## Work to be completed
Name every item that, according to the article below on the School of Dentistry's new lab, graduates built for their patients in the original restorative clinic laboratory.

** Opening Exercise passage block **

New SOD lab represents technological leap into ‘digital dentistry’
By Matt Westerfield
Counting those who marched in last month’s commencement, the School of Dentistry has reached a landmark by graduating more than 1,000 dentists since enrolling its first class in 1975. And virtually every one of those graduates has worked in the original restorative clinic laboratory to build crowns, bridges and dentures for their patients.
But it’s the start of a new era at the school: Current students will learn to build their restorations in a newly renovated, state-of-the-art laboratory loaded with cutting-edge equipment, flat-screen TVs and a brand-new student lounge. The lab is located on the fourth floor.A ribbon-cutting ceremony and reception is scheduled from 3-4:30 p.m. on Friday, July 13, in the new lab.
“This is where they spend the majority of their time during their third and fourth years,” said Dr. Larry Breeding, professor and interim dean of clinical affairs. “I think that’s why we were able to get so much donor support — they all remember working in it.”

** Closing Exercise passage block **
** Opening Source data block **

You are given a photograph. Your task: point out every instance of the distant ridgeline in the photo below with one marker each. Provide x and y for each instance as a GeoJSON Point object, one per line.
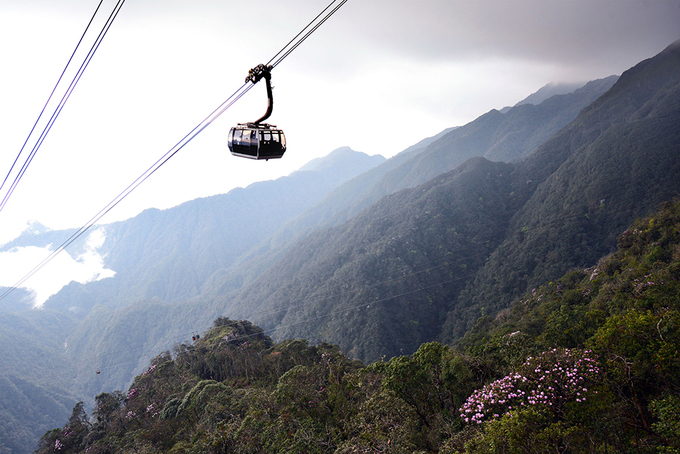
{"type": "Point", "coordinates": [586, 363]}
{"type": "Point", "coordinates": [382, 259]}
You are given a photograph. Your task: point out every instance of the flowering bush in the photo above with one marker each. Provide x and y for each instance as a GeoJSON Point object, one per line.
{"type": "Point", "coordinates": [133, 392]}
{"type": "Point", "coordinates": [550, 380]}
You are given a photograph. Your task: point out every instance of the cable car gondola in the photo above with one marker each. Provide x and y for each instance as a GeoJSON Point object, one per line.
{"type": "Point", "coordinates": [258, 140]}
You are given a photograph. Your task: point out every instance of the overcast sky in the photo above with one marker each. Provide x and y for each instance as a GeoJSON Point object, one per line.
{"type": "Point", "coordinates": [379, 76]}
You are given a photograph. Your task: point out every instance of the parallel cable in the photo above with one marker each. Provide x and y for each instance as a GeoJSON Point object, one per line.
{"type": "Point", "coordinates": [64, 98]}
{"type": "Point", "coordinates": [49, 98]}
{"type": "Point", "coordinates": [207, 121]}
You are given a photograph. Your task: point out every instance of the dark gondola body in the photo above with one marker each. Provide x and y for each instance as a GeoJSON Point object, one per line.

** Closing Source data block **

## Reply to the exercise
Crowns, bridges and dentures.